=== Required task ===
Show each line of the records below that contains the word "engine".

_ _ _ _

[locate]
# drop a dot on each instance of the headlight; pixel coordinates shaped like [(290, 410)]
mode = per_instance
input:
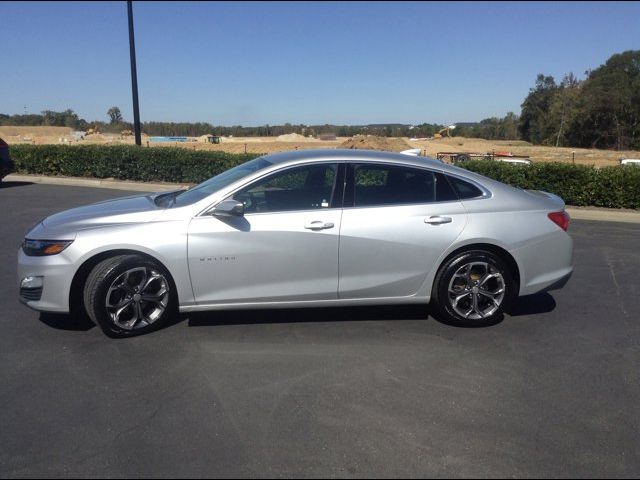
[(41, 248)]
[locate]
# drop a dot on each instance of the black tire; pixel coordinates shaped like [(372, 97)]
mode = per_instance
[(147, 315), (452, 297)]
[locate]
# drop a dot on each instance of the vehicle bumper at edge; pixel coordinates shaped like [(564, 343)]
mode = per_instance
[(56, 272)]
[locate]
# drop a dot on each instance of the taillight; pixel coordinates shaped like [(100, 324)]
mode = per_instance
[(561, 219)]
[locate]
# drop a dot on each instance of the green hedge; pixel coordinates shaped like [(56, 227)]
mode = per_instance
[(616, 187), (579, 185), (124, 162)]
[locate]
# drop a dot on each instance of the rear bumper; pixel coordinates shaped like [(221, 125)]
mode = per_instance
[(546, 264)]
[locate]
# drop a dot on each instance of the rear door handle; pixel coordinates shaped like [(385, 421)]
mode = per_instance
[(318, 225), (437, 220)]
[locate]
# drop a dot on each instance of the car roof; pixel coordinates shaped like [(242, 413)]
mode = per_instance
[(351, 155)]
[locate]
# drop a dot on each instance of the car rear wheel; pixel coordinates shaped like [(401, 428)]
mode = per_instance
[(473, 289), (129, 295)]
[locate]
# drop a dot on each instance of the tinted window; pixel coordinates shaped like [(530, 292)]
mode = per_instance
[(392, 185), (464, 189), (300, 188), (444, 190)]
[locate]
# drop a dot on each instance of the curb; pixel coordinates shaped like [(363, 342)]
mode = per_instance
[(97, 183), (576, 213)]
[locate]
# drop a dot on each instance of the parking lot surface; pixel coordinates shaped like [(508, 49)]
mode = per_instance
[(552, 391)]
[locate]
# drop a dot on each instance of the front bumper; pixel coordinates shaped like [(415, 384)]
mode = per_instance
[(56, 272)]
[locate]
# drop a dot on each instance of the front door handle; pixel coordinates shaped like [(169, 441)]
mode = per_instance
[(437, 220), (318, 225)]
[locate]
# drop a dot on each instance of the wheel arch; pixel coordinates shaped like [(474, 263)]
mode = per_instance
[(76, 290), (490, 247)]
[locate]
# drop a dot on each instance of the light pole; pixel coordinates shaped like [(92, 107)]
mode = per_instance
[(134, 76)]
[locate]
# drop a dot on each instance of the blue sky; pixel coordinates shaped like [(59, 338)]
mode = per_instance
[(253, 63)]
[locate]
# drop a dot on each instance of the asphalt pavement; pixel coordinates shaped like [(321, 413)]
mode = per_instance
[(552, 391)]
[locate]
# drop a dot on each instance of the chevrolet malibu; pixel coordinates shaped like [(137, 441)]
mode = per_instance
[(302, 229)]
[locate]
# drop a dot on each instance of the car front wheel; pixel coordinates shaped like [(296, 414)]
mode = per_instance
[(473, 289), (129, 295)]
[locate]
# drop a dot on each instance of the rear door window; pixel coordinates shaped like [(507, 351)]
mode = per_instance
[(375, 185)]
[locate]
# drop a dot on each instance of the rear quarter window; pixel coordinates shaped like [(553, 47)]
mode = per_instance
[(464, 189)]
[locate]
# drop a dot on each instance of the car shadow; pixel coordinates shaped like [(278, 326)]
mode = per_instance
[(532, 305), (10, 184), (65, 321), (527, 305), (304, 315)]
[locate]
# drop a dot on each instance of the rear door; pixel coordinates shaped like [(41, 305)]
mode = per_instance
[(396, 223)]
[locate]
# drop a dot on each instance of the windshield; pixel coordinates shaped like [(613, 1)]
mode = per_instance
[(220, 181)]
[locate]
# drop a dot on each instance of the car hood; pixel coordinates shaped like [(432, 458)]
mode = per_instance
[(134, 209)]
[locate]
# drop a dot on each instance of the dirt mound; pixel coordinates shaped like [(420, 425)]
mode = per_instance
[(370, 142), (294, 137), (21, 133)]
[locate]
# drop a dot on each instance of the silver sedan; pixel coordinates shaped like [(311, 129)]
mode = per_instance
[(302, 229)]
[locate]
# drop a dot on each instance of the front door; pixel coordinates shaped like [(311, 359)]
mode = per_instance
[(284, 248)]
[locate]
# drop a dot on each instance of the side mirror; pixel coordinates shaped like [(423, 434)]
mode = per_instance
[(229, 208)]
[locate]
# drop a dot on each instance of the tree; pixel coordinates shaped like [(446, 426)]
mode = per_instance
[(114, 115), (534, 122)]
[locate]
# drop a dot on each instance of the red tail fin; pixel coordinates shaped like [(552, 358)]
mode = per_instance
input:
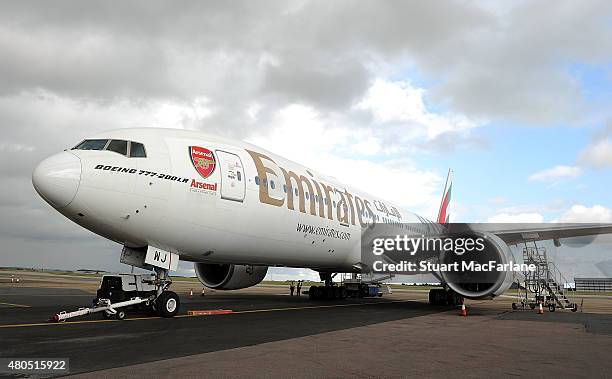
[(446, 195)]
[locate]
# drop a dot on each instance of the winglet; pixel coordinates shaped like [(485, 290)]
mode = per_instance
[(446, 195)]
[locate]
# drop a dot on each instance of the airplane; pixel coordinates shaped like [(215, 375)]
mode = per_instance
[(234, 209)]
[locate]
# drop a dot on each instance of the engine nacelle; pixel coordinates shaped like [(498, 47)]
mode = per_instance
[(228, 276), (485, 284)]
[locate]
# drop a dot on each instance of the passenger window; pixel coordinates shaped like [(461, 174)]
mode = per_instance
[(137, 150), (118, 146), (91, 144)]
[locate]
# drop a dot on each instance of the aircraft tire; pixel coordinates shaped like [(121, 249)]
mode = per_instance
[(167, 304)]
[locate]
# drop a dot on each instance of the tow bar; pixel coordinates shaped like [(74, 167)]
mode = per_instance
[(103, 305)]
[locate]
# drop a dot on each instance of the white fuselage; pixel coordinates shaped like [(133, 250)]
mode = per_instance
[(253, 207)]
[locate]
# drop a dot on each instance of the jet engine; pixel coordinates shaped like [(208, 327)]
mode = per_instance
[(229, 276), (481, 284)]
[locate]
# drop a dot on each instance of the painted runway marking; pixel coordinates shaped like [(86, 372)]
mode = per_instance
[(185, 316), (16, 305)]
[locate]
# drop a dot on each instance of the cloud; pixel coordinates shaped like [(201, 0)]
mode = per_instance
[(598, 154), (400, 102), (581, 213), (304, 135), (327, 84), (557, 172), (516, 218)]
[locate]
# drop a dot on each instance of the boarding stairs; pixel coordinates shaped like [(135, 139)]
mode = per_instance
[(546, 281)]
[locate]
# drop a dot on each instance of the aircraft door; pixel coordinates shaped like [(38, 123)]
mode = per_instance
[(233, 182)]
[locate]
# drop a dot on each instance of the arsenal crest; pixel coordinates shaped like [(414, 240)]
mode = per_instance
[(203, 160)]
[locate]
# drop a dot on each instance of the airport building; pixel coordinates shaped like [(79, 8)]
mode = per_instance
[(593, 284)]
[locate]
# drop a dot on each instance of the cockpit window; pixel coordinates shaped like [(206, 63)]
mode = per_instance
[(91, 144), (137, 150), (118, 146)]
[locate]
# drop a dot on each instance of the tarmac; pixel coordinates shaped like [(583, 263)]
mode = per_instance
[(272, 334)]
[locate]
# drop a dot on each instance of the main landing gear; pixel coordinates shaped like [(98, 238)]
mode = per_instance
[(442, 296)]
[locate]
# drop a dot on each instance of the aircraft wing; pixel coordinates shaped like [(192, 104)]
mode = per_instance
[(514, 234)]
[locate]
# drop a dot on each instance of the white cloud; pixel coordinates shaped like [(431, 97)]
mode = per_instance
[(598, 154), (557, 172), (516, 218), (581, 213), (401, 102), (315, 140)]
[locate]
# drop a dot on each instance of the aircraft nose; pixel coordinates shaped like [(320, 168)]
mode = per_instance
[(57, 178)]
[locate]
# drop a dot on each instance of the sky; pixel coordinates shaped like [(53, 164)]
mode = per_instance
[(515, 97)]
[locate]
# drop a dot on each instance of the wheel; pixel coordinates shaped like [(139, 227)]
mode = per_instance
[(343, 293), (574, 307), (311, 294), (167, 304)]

_ _ _ _

=== Problem solution ===
# drop a dot on each instance of the engine nacelle; pixel coordinates shaped like [(498, 47)]
# drop a dot on each instance of the jet engine; pixel coordinates shaped like [(208, 327)]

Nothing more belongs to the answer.